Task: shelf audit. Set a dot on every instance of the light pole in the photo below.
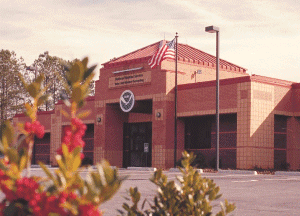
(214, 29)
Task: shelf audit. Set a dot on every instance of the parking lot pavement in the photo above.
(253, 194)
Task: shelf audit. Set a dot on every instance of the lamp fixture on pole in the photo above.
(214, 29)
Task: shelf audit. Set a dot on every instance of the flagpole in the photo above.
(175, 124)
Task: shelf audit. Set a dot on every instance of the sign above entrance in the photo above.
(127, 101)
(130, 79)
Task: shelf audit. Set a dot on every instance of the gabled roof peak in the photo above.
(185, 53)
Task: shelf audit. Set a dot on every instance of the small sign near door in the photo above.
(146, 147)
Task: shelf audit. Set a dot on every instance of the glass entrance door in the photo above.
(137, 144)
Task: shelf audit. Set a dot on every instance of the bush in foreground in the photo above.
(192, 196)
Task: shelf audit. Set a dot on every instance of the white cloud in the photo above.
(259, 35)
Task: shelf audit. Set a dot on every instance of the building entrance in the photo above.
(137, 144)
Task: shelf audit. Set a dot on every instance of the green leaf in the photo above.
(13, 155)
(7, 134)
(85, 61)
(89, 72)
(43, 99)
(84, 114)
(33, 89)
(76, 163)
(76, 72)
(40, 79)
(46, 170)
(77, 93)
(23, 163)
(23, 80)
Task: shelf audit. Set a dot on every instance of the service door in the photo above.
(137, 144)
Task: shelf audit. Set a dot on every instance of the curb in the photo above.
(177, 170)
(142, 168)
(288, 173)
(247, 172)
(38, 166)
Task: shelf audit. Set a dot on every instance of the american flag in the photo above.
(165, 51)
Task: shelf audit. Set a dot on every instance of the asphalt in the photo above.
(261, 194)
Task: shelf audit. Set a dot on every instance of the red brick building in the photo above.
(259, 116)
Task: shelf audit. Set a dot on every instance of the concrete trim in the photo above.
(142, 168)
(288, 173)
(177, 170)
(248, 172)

━━━━━━

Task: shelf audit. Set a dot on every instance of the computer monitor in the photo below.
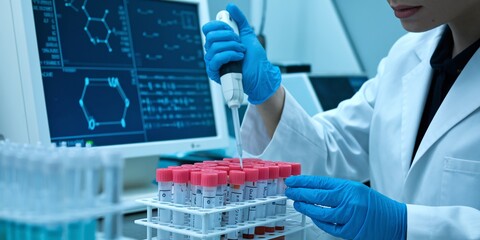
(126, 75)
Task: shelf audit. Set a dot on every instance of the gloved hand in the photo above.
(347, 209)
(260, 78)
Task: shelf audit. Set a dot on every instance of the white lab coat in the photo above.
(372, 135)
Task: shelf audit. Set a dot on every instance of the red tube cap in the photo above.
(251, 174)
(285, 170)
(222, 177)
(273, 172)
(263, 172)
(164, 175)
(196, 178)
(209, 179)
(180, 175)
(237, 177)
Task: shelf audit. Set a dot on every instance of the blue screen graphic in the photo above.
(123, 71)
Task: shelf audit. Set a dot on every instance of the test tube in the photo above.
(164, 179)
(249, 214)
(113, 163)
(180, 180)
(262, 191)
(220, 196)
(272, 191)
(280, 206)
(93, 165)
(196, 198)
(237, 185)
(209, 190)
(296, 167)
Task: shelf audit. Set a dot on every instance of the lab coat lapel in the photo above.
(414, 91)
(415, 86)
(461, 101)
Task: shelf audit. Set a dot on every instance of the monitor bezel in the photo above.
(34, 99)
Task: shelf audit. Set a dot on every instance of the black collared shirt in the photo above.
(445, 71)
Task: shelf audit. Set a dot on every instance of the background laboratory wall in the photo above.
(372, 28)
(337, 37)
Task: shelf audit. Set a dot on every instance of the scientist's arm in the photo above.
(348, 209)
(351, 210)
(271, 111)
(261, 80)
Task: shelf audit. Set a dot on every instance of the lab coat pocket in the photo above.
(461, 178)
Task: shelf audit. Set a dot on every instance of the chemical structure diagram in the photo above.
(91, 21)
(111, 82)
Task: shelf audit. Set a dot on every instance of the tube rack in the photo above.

━━━━━━

Instructions for the task:
Reproduce, character for character, the lines of the listing from the one containing "shirt in the photo above." through the one containing "rack in the photo above.", including both of those lines.

Task output:
Task: shelf audit. Set a dot on every instance of the black collared shirt in the photo above.
(445, 71)
Task: shelf audit. Set a dot on every instance of the background laboratory wall in the photo above.
(372, 28)
(337, 37)
Task: shelf audit. Set a dot on every instance of the scientist's arm in the photo above.
(348, 209)
(351, 210)
(271, 111)
(261, 80)
Task: shelf audit. Set a dot on every instance of the lab coat pocket in the photo above.
(461, 178)
Task: shelf audit. Set a dot on every instance of the chemical structure diagram in the photo above.
(91, 21)
(111, 82)
Task: shelf audit. Set a dot on every instance of the tube rack in the photo above.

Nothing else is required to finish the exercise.